Directive A —
In the passage about watching the Boston news coverage, what word finally appeared on the screen and brought the writer relief?
Directive B —
Output the part of the passage about watching the Boston news coverage that opens with the words containing "Amy Poehler frames" and closes with "desire comes from.".
Directive C —
Pick up the passage about watching the Boston news coverage after its last sentence and continue writing it.

Selected passage —
+-------+

It was an intensely surreal way to start my day. And I felt jarred. Or possessed. Or horrified. And yet, I couldn't look away. Or wouldn't look away. So I didn't. I stayed glued to that TV screen for the next hour. I watched the television in the locker room as I showered and changed. I listened to NPR's coverage on my way to work. On my break, I checked CNN. On the drive to the grocery store, I listened some more. I talked about it with friends. I eyed the television at the Mexican restaurant during dinner. Until, at last, the word "Found" came across the screen and I felt so relieved.

I sat at dinner with friends who said, "I haven't really kept up too much on what's happening in Boston" and I wanted to say, "How could you not keep up on what's happening in Boston?"

From 6:30 in the morning to 8 at night, the news stations had virtually nothing new to say: "We're still looking for this one guy," just said 37,000 different ways by a dozen different news platforms. And I kept watching. Nervously. Addictively. Needing to know what was happening as it was happening.

Not because I felt like this guy was going to show up at "my" front door.
Not because I have friends or family in Boston.
Not because I study terrorism and harbor a personal interest.
But because the entire day felt like an awfully real-life movie and I was exhausted.

I think we all are. 

Amy Poehler frames this idea well in this short Q&A about internet exposure:




She says, "I wonder if we could give our eyes a break. I feel like my eyes need a break. Don't you? If you do, take it. It's okay to not be looking at what everyone else is looking at all the time. To know what you're ready to see and not see. And to be okay with letting some things rest in peace."

I know she's right. I know I don't really need to see/know it all. And I wonder where this desire comes from.

Because I feel this way about many things. I will hear something or read something that I know full-well will absolutely make my blood boil and I seek it out anyway. It's as if I know it's going to hurt, I know it's a personal trigger, and I'm probably way too empathetic to be a healthy news watcher, but I do it anyway. As if the only way I can be any amount of help or sympathy is to engross myself in all this information to feel an ounce of the pain these people are feeling. 

Have you heard of "information anxiety"? "Compassion fatigue"? These are real things. And relatively new ones at that. We are inundated with the constant streaming of information and news updates at such a rapid speed we hardly notice its intensity anymore.

+-------+

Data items

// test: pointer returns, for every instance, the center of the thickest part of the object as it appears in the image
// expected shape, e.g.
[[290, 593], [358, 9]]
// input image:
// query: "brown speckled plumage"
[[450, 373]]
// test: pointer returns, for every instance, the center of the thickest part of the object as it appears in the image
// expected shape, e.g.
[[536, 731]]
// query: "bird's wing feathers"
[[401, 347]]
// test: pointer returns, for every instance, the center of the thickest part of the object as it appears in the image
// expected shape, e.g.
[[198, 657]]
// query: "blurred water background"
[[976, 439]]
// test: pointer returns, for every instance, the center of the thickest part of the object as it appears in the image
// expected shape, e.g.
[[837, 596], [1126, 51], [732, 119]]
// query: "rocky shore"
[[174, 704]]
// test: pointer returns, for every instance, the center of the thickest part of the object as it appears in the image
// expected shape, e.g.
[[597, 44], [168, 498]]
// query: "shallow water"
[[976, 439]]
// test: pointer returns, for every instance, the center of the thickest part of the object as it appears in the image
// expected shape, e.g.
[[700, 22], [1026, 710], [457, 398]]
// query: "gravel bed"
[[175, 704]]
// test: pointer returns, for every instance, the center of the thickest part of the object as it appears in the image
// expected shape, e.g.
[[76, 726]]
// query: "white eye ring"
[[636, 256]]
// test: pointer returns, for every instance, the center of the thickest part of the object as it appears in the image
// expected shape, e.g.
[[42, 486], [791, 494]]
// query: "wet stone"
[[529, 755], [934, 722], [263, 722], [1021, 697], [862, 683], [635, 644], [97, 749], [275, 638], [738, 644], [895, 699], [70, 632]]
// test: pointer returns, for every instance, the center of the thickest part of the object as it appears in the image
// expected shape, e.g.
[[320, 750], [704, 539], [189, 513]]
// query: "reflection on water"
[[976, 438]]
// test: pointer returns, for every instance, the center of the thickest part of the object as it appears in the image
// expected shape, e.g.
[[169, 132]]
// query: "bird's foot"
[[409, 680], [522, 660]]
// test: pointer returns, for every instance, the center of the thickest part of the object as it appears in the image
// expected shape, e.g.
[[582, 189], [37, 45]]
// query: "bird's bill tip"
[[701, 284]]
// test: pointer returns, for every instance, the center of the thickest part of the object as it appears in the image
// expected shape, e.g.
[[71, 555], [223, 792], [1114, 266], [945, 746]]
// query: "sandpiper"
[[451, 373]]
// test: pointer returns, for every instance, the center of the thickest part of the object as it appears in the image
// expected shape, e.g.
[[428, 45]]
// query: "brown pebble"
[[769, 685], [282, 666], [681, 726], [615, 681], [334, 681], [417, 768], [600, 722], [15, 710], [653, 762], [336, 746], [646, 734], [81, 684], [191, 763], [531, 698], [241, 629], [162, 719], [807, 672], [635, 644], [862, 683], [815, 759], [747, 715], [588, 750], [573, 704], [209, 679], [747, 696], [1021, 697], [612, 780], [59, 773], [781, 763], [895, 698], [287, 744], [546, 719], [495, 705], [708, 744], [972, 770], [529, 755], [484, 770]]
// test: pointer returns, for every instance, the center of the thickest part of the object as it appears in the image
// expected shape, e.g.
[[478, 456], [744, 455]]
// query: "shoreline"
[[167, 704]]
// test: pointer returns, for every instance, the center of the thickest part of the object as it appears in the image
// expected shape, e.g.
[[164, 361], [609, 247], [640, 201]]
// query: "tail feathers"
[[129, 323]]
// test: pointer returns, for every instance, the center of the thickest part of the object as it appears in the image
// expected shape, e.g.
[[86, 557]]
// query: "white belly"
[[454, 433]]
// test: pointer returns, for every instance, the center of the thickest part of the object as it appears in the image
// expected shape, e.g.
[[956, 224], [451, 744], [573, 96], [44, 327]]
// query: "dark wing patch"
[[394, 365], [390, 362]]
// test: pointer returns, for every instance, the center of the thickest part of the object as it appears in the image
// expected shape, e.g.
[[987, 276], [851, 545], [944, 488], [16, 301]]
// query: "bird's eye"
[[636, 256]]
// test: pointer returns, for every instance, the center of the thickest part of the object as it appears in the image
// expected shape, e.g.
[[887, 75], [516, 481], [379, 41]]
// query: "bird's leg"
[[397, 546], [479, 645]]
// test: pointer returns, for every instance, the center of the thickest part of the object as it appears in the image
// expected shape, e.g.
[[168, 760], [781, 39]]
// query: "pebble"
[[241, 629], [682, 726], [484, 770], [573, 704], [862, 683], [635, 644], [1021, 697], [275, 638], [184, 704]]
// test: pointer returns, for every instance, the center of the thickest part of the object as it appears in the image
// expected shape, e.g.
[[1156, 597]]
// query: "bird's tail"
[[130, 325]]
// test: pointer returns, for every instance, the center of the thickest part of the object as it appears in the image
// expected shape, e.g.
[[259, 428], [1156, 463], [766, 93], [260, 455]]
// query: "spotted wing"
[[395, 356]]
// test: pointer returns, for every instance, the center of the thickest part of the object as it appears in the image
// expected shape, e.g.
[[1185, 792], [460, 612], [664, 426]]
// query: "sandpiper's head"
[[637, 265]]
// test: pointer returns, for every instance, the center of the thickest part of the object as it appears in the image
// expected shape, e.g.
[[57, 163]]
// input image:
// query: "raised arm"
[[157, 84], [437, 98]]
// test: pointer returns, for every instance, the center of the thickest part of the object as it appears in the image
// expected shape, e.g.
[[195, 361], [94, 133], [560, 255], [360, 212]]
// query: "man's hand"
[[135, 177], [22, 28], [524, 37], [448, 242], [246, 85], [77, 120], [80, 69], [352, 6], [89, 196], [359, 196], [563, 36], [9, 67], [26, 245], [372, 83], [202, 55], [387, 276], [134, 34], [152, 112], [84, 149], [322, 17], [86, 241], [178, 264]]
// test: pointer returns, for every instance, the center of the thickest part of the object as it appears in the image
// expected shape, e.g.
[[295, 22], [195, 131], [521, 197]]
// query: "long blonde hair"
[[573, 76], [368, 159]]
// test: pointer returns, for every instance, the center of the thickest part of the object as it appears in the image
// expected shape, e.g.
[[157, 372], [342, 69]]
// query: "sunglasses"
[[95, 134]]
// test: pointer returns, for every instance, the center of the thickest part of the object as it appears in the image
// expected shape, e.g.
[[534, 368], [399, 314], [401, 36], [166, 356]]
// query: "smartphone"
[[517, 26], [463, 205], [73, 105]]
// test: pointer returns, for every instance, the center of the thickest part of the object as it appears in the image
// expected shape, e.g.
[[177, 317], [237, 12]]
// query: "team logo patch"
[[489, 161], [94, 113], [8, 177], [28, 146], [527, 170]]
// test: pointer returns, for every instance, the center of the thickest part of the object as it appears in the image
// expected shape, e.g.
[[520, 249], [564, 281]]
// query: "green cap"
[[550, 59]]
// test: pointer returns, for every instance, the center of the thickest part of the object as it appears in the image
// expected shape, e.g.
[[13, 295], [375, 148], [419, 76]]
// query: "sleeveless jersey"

+-------+

Output A —
"Found"

Output B —
Amy Poehler frames this idea well in this short Q&A about internet exposure:




She says, "I wonder if we could give our eyes a break. I feel like my eyes need a break. Don't you? If you do, take it. It's okay to not be looking at what everyone else is looking at all the time. To know what you're ready to see and not see. And to be okay with letting some things rest in peace."

I know she's right. I know I don't really need to see/know it all. And I wonder where this desire comes from.

Output C —
During Shakespeare's time, a person would only be exposed to as much information as one issue of today's New York Times. In their entire life. 

We need to give our eyes a break.
Give our minds a break.
Give our hearts a break.

Not to ignore every little thing that makes us uncomfortable.
Not to avoid heartache by avoiding reality.
Not to be blissfully ignorant.

But to be intentional.
Mindful.
And whole.


Wednesday, April 17, 2013

What I'm Learning from Denmark

I read recently that the happiest country in the world is Denmark. Not because they have the greatest economy, lowest taxes, or cotton candy that grows on trees. They are happy because they have low expectations.

My response to this idea goes against most of what I've believed my whole life about setting goals, having a positive attitude, and dreaming big. Does any of that matter? I think it does. Because having low expectations for how life may go is different than having low expectations for ourselves.

Low expectations for how life may go says, "Life is hard. Once we accept this we'll actually be happier. And when life is going well, that's just a nice surprise!"

Low expectations for ourselves says, "You will probably never amount to much."

See the difference?

I'm beginning to. I can still have high confidence in myself and a positive attitude about life while still recognizing that sometimes, bad things happen and when they do, my whole world need not crumble.

I wonder if all of this is really about protecting ourselves. That maybe we choose how we will react to the world as a means of self-preservation. Recently, I watched a psychologist on television address multiple people's problems by first asking, "How does this serve you?" It's an odd question to be asked when you've just finished unloading about a heavy alcohol addiction or an inability to forgive someone. But she was persistent. "How does this (mindset, addiction, path, etc.) serve you?" We don't make decisions in life that don't serve us in one way or another. And I wonder if the same is true of expectations.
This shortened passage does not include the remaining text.